Waffenamt (WaA) was the German Army Weapons Agency. It was the centre for research and development of the Weimar Republic and later the Third Reich for weapons, ammunition and army equipment to the German Reichswehr and then Wehrmacht. It was founded 8 November 1919 as Reichwaffenamt (RWA), and 5 May 1922 the name was changed to Heereswaffenamt (HWA).

The task of overseeing Germany's gigantic pre-World War II rearmament program was given to the Heeresabnahmestelle (the Army Acceptance Organization, commonly referred to as the Abnahme), a subsidiary of the Heereswaffenamt.

By 1940 the Abnahme consisted of 25,000 personnel in five departments in 16 inspection areas, augmented by specially selected plant personnel who were assigned to assist the Waffenamt inspectors in each manufacturing facility. Later, in the middle of 1944, approximately 8,000 of these Abnahme inspectors were "freed for service at the front".

### RECORDS SUPPLIED
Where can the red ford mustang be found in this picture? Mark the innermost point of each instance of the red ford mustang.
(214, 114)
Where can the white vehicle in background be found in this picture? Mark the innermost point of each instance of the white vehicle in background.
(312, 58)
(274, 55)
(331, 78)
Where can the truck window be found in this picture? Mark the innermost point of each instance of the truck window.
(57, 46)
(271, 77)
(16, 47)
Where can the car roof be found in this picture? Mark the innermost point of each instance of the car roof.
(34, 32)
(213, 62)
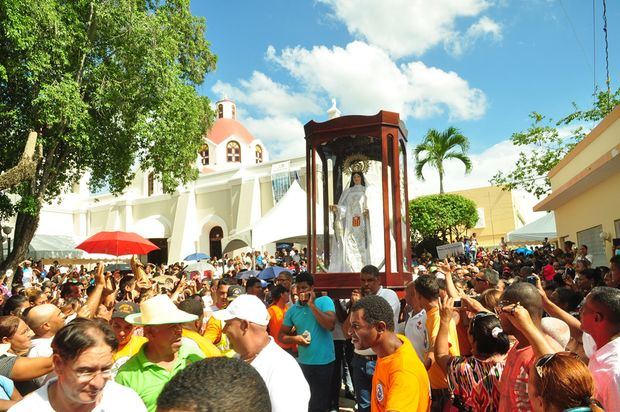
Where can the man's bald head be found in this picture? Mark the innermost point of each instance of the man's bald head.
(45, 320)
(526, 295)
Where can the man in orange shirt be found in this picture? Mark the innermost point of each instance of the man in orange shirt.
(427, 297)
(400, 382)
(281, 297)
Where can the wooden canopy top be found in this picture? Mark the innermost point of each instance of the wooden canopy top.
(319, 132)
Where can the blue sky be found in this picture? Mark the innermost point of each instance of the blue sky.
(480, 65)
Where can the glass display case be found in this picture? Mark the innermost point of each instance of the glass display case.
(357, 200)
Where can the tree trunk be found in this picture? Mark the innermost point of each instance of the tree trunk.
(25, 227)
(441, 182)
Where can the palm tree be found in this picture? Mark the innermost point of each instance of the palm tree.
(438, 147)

--

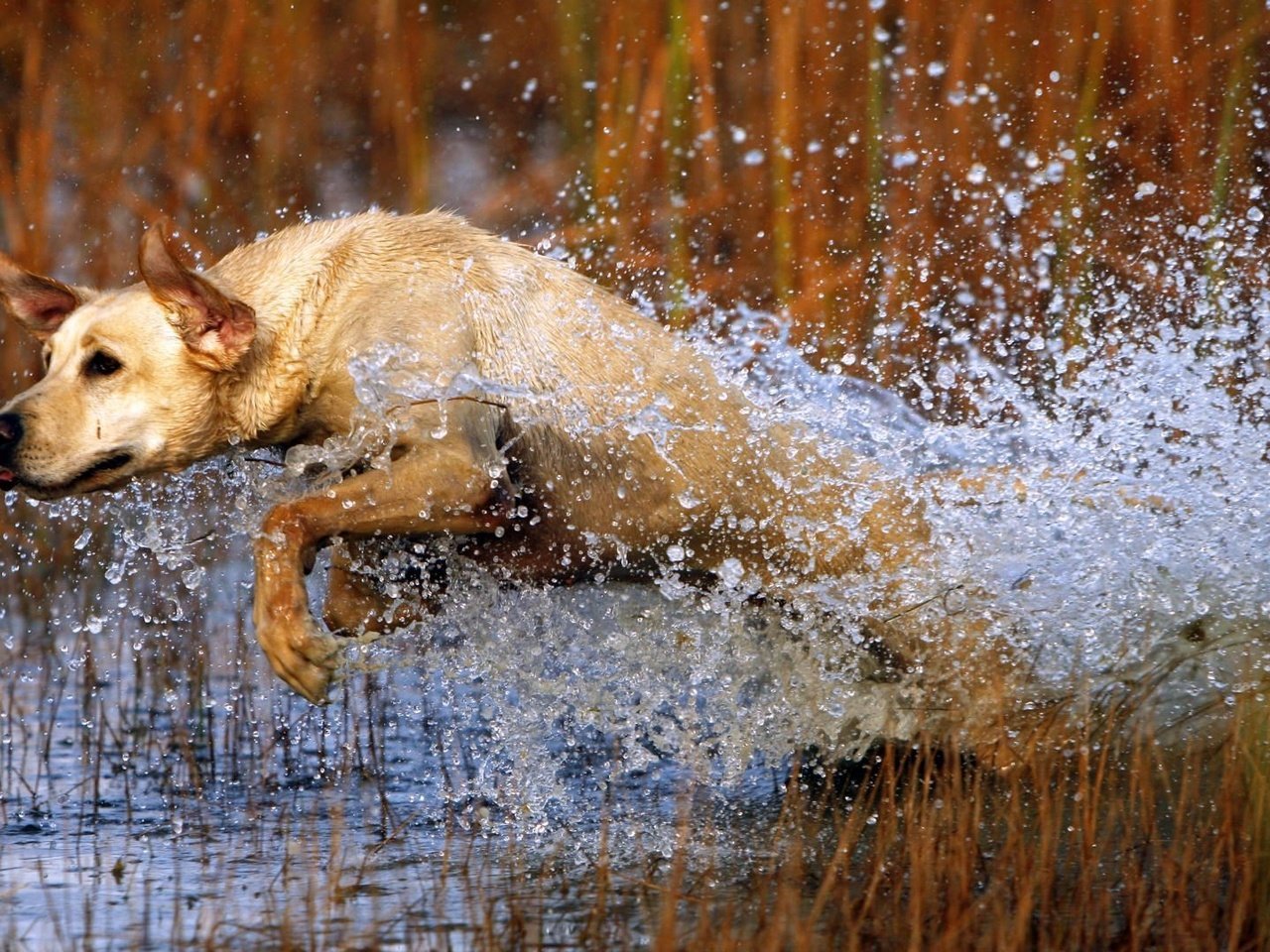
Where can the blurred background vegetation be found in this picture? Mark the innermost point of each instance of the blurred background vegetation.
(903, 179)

### YOUR TASKS
1) According to the Waffenamt text, how many Abnahme inspectors were "freed for service at the front" in the middle of 1944?
2) Pull out every line of the entries that contains the word "Mark".
The Waffenamt text and the entries are unrelated to each other.

### ANSWERS FOR THIS EXERCISE
1) Approximately 8,000.

2)
Where can the red ford mustang be found in this picture? Mark the innermost point of each instance of the red ford mustang.
Where can the white vehicle in background be found in this picture? Mark the innermost point of each instance of the white vehicle in background.
Where can the truck window be found in this picture? Mark the innermost point of each instance of the truck window.
Where can the car roof be found in this picture? Mark the innermost point of each instance of the car roof.
Where can the man's bald head be found in this picture? Mark the innermost point of each instance of the man's bald head.
Where can the man in orange shirt be found in this picture? Mark the innermost point of each instance of the man in orange shirt.
Where can the wooden canopy top be found in this picture? Mark the innermost point of each instance of the wooden canopy top.
Where can the blue sky be found in this picture? Mark the innermost point of each instance of the blue sky.
Where can the glass display case be found in this picture? Mark the innermost point of each instance of the glass display case.
Where can the tree trunk be found in this picture? Mark the innermost point of each instance of the tree trunk.
Where can the palm tree be found in this picture? Mark the innermost point of each instance of the palm tree.
Where can the blurred background vegetation be found in this picture? Mark the innermost point of each instance of the blurred background vegetation.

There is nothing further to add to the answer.